* [TASK OBJECTIVE] The data below needs to be returned exactly, line for line.

:::::

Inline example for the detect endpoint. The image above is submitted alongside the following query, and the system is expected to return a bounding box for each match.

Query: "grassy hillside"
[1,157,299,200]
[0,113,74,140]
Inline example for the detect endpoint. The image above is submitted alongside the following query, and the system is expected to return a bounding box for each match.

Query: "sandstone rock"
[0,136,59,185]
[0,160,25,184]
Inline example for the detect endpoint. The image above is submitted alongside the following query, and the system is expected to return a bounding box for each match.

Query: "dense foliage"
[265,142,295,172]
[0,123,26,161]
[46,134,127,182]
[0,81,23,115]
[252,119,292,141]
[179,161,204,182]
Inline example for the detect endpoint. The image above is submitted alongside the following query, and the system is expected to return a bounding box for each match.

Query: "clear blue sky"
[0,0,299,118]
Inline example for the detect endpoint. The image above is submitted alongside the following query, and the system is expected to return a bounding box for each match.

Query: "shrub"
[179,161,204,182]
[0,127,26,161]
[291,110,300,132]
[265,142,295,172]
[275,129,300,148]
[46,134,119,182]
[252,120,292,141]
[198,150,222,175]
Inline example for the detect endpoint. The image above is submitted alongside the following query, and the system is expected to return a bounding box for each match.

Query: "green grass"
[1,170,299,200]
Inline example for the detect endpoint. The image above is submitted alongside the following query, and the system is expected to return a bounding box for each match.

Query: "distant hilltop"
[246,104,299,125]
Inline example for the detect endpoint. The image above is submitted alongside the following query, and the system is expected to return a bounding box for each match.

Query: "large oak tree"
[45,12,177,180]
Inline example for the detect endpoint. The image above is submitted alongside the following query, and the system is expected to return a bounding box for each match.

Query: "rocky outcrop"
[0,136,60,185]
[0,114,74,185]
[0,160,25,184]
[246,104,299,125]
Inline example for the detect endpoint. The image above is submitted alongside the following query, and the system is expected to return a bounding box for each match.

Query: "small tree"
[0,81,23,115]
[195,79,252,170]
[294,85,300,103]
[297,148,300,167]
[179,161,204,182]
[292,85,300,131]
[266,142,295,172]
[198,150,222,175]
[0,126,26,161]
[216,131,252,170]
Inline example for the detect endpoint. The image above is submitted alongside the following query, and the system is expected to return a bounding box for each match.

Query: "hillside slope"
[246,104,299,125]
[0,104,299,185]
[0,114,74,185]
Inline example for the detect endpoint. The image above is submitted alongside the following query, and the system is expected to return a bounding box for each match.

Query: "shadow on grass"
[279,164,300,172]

:::::

* [RESPONSE TO THE EXERCISE]
Inline example for the detect endpoint. The image above is submitted alongside the following query, and the system is expected to return a bounding box for each match.

Query: "grassy hillside"
[1,157,299,200]
[0,113,74,140]
Inline example for the detect endpoint. The image above is submitted alongside the following query, and the system is expected to return a bounding box for each match.

Query: "sandstone rock"
[0,136,59,185]
[0,160,25,184]
Inline example for the detect endpoint. The image above is submitted alongside the following query, and the system is expected to return a bounding box for each match.

Query: "dense foliage"
[265,142,295,172]
[0,123,26,161]
[46,134,127,182]
[0,81,23,115]
[252,119,292,141]
[179,161,204,182]
Inline example for the detect endpoint. The image above is submitted alongside the following query, and the system is expected to return a bounding box for each match.

Query: "clear blue sky"
[0,0,299,118]
Inline example for the detect endpoint. The image above is submitted alongside the following query, and the system is expected to return a bounding box for each match.

Query: "shrub"
[179,161,204,182]
[0,127,26,161]
[291,110,300,132]
[265,142,295,172]
[275,129,300,148]
[46,134,119,182]
[252,120,292,141]
[198,150,222,175]
Inline example for the detect endpoint. The image above is submitted alongside the following query, and the system is expected to return a bounding box for each match.

Query: "green grass"
[1,170,299,200]
Inline example for the detect endpoint. The image above is submitted alongside the following query, and the system is expected to return a bounding box for each match.

Query: "distant hilltop"
[246,104,299,125]
Inline example for the detect endpoint. The image above is submitted alongside the following query, and the system is expected to return a bounding box for each match.

Query: "large oak tree"
[45,12,177,180]
Inline example for the detect endpoint. The image above is submitted alongside the following query, and the system is expected to return a bounding box for each match.

Query: "rocky outcrop"
[0,136,60,185]
[0,114,74,185]
[0,160,25,184]
[246,104,299,125]
Inline example for the detect endpoint. The image above is submitted alongside the following query, and the system is expected to return a bounding box for each match.

Query: "small tree"
[0,81,23,115]
[195,79,252,170]
[294,85,300,103]
[297,148,300,167]
[179,161,204,182]
[292,85,300,131]
[266,142,295,172]
[198,150,222,175]
[0,126,26,161]
[216,131,252,170]
Inline example for the detect endpoint. The image above is submitted alongside the following query, and the system is expected to return a bounding box for each match.

Query: "hillside slope"
[246,104,299,125]
[0,104,299,185]
[0,114,74,185]
Inline example for the detect endpoint. The image above is submitted alongside the following query, and the system is expected to return a bounding box for each match.

Query: "shadow on grass"
[279,164,300,172]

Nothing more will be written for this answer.